**Texto fornecido**
....

Postado por Ana C. |

   Nunca mais aqueles dias em que caminhava sem saber. Noites insones lutando bravamente contra o que não se luta, guerreira de sonhos-poemas-moinhos-de-vento. Mulher que incendiava os trilhos, de repente disposta a espantar a alma de volta para casa. Vim. Vi. Vivi.
   Depois da desistência (render-se é sempre uma arte) as paredes foram se esgarçando em rendas e nuvens, e nunca mais encontrei o caminho do que outrora chamei de lar. Começava assim a jornada mais difícil, pés voltados para dentro, na descoberta de diamante escondido e bruto, tesouro guardado. No meio da estrada encontrei perdido um eu trêmulo e desamparado, sentindo-se errado, torto e reticente, vertendo caos-confusão-perdição pelas bordas. Sem notar que os respingos que derrubava iam formando arco-íris atrás de si.
   Abracei-o, como quem tenta abraçar o mar.
   Liberta de todas as chances, de todos os anos que busquei mas passei longe de encontrar – enfim chegaste, hora sagrada e sangrenta – assumi o tempo de romper as correntes em meus pés quebrando os elos um a um: cada grito não dado mas que ecoou por dias, semanas, meses, anos, coagulando em minha garganta e me impedindo de dizer coisas belas. Adeus. (Acena com um lenço branco.)

....

**Linhas**

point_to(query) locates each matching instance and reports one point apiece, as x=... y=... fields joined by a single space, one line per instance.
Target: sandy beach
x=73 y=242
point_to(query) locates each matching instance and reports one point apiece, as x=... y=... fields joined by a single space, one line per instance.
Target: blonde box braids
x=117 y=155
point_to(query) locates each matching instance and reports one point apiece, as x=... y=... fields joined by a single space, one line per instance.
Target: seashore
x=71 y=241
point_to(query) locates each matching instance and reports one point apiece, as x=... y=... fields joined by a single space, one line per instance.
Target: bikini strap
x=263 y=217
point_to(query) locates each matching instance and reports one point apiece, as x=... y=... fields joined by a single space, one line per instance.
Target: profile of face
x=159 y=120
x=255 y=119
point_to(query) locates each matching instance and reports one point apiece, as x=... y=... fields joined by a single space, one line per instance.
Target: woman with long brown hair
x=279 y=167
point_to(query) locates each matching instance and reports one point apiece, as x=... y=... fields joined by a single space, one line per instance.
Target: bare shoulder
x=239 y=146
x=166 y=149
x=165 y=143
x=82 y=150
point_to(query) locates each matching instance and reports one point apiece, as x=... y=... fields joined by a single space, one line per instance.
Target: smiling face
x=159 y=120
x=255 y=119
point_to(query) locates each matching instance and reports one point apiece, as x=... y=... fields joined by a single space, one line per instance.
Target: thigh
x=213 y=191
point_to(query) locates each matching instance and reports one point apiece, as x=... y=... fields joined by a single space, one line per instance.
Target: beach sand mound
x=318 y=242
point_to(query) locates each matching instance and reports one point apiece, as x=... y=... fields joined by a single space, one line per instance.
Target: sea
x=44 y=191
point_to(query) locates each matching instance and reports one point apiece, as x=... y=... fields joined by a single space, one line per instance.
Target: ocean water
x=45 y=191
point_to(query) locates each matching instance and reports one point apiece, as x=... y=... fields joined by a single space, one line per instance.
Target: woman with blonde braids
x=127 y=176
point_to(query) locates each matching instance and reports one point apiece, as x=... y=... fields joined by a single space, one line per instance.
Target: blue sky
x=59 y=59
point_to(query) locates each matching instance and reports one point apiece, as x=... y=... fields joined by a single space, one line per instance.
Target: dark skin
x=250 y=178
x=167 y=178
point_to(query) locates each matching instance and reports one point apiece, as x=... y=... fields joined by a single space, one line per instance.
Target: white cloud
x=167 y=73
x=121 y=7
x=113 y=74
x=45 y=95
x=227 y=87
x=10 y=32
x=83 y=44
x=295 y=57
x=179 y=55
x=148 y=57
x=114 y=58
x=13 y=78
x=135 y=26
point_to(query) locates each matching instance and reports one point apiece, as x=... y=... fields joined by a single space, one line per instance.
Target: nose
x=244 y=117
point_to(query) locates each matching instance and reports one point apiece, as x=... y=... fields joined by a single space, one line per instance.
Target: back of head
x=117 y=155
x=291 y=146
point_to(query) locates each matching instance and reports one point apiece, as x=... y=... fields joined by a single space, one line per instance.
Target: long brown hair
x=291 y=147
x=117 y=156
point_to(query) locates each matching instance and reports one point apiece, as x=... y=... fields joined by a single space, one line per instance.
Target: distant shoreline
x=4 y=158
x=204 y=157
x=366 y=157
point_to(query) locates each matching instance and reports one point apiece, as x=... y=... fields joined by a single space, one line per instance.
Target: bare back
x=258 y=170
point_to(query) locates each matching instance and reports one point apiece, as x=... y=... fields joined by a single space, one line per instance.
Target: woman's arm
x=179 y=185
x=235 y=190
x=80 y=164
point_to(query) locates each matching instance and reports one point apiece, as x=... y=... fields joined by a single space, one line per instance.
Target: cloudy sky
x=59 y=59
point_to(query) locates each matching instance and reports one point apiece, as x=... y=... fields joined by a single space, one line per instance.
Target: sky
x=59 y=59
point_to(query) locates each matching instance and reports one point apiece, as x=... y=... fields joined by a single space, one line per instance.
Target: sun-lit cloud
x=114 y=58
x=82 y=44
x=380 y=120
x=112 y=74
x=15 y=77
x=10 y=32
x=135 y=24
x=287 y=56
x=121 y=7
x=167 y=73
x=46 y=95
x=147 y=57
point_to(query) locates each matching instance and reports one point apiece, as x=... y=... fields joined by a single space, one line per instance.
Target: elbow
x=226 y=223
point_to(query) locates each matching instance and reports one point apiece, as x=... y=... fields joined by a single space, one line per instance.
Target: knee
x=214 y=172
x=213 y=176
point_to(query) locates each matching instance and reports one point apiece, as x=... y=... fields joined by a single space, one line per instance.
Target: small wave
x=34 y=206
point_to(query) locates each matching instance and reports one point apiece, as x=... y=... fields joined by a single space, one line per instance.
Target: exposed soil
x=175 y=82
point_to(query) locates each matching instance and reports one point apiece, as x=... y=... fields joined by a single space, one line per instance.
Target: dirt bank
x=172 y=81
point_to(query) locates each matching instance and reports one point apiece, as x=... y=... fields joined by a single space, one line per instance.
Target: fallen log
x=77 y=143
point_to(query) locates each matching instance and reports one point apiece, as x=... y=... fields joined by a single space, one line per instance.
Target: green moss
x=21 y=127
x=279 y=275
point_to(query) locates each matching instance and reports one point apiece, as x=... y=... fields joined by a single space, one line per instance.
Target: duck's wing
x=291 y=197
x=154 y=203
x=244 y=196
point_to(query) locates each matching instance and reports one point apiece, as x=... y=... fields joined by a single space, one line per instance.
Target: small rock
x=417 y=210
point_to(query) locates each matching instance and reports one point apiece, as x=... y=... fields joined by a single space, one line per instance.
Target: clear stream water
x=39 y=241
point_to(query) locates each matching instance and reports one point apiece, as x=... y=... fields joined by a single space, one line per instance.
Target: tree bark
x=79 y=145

....

**Tarefas a resolver**
[1] Verifique se as afirmações (a), (b) e (c) estão de acordo com o texto sobre a jornada interior. Responda sim ou não para cada uma e cite as palavras exatas do texto que decidem a resposta. (a) Quem narra abraçou o eu encontrado no meio da estrada. (b) Depois da desistência, quem narra voltou a encontrar o caminho do antigo lar. (c) Os respingos que o eu perdido derrubava iam formando arco-íris.
[2] Retome o texto sobre a jornada interior e dê continuidade a ele a partir da última frase.
Não é preciso usar as linhas.

**Respostas**
[1]
(a) Sim: "Abracei-o, como quem tenta abraçar o mar."
(b) Não: "nunca mais encontrei o caminho do que outrora chamei de lar."
(c) Sim: "os respingos que derrubava iam formando arco-íris atrás de si."

[2]
   Alguma coisa arrebentou, alguma coisa se perdeu, alguma coisa mudou. Alegria sem dor. Também as ruas se cobriram de tapeçarias verdes, trepadeiras redecorando placas e semáforos, flores e selva explodindo no aço e no concreto. Será no meio da mata meu novo lar?
   As chaves jazem inúteis e geladas em meu bolso, despidas de coordenada, referência ou bússola. Mesmo que houvesse não serviria: há muito sei que o jardim já engoliu minhas salas e quartos, enchendo todos os cantos de pequenas sementes e cobrindo meus guardados com colorido pólen.
   E isso entrando pela porta da frente, que ficou aberta.
   De propósito.

4 comentários:

Pedro Vieira disse...

"Um meio de obter é não procurar, um meio de ter é o de não pedir e somente acreditar que o silêncio que eu creio em mim é a resposta a meu - a meu mistério."

Lindíssimo teu texto!
Seja sempre o mundo todo que você já é.
Grande abraço,
Pedro.

Brunão - Sinta o universo. disse...

Parabéns!

Paula de Assis Fernandes disse...

Ana, vc é mto boa!!!
Adoro seus textos!
Bjos

Drica disse...

Será no meio da mata realmente meu novo lar?